Data entries:
• • • •
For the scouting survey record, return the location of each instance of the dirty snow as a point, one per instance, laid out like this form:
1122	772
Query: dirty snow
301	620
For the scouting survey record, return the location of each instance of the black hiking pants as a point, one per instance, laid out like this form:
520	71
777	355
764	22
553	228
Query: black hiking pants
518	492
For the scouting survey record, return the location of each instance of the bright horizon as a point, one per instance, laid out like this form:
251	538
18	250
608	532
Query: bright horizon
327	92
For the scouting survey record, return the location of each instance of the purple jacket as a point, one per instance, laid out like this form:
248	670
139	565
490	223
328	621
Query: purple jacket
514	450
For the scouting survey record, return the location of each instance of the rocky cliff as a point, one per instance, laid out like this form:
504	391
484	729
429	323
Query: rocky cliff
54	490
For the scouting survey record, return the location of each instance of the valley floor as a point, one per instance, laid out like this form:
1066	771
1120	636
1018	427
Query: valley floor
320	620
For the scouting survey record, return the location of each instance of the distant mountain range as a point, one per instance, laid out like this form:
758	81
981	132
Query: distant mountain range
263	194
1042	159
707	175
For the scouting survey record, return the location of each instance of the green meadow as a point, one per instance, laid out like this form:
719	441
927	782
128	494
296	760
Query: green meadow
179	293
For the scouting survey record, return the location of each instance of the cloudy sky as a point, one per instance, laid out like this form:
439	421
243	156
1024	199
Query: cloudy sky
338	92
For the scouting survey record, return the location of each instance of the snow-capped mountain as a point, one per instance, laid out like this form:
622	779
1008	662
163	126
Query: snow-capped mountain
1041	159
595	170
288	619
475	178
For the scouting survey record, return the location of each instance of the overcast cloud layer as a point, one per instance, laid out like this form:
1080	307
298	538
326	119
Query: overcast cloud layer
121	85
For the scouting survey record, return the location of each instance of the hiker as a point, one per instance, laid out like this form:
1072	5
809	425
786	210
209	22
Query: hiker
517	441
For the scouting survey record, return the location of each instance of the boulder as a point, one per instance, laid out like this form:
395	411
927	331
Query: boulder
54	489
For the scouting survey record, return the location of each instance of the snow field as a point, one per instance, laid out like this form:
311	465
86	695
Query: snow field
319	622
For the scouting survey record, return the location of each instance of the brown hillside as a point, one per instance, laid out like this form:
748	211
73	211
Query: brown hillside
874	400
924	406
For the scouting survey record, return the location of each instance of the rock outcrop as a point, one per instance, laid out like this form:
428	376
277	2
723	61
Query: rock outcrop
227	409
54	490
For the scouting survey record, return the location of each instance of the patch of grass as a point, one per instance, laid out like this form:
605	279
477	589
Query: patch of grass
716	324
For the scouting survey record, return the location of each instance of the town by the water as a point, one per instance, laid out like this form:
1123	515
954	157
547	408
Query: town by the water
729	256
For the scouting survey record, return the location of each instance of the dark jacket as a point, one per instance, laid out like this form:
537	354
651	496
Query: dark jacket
• • • •
§ **TASK DIRECTIONS**: Write out all the records above again, replacing "scouting survey" with "trail survey" each time it appears and leaving every other word and number untouched.

§ **WRITTEN ANSWER**:
For the trail survey record, return the location of each instance of the dirty snow as a point, one per instance, laid out like this form:
1122	772
Query: dirty snow
301	620
For the trail survey record, return the location of each instance of the black hiking pants as a point, one per instance, laid out like this form:
520	71
777	355
764	22
553	228
Query: black hiking pants
518	492
For the trail survey record, return the location of each instance of the bright horizon as a point, one per instance, laid out like this form:
251	538
18	250
608	532
Query: bright horizon
327	92
For the trail survey record, return the location of each instance of the purple jacket as a point, one per instance, laid out like this form:
248	670
139	565
490	223
328	621
Query: purple jacket
514	450
For the trail survey record, return the location of each instance of the rocky cliff as a point, one per instance, laid out like this form:
504	391
484	729
429	323
Query: rocky cliff
54	490
For the trail survey record, return the location of each instance of the valley floor as a point, one per instance, laid out like this form:
1066	771
1120	636
1018	427
Query: valley floor
320	620
For the trail survey record, return the location of each instance of the distant mountain range as a point, one per instance, laid out like this form:
758	81
981	132
Query: distant mountain range
263	194
1042	159
707	175
For the trail survey record, return the location of each instance of the green meadow as a point, one per instance, laid out like this form:
719	441
927	782
128	494
296	760
Query: green meadow
179	293
For the trail survey record, return the location of each instance of the cloudy sky as a point, one per instance, laid out like this form:
439	421
243	156
1024	199
Query: cloudy sky
338	92
For the trail survey record, return the location of each instance of the snow-capped mountain as a point, one per instance, laid out like this form:
622	779
1008	662
163	126
Query: snow-capped mountain
1041	159
595	170
288	619
475	178
For the trail survey record, return the location of each instance of the overcast cloud layer as a point, one per instance, laid out like this form:
1080	307
298	538
326	119
Query: overcast cloud layer
121	85
For the trail survey record, return the location of each instance of the hiker as a point, one per instance, laid out like this form:
1072	5
809	425
786	210
209	22
Query: hiker
517	441
For the trail survey record, return the location of each instance of the boulder as a point, one per instance, laid out like this form:
395	411
927	331
Query: boulder
54	489
For the trail survey record, return the location of each instance of the snow field as a point, one per instance, laid out like this form:
311	465
86	695
Query: snow field
319	622
For the trail survey record, return the location of each instance of the brown hillside as a point, one per instance, laid out like this form:
748	211
73	211
Query: brown hillside
874	400
924	406
For the trail survey record, return the location of each instance of the rock outcrop as a point, one per instance, laid out like this form:
428	376
277	2
723	61
Query: rock outcrop
227	409
54	490
For the trail survey record, return the location of each instance of the patch of grass as a point, one per instance, laid out like this form:
605	279
477	589
Query: patch of grass
716	324
For the trail survey record, return the location of each instance of the town by the water as a point, one per instance, laid out like this form:
1123	515
954	157
547	408
Query: town by the water
729	256
For the trail survey record, return the location of each instance of the dark jacket as a point, one per instance, laid out like this form:
537	354
651	496
Query: dark jacket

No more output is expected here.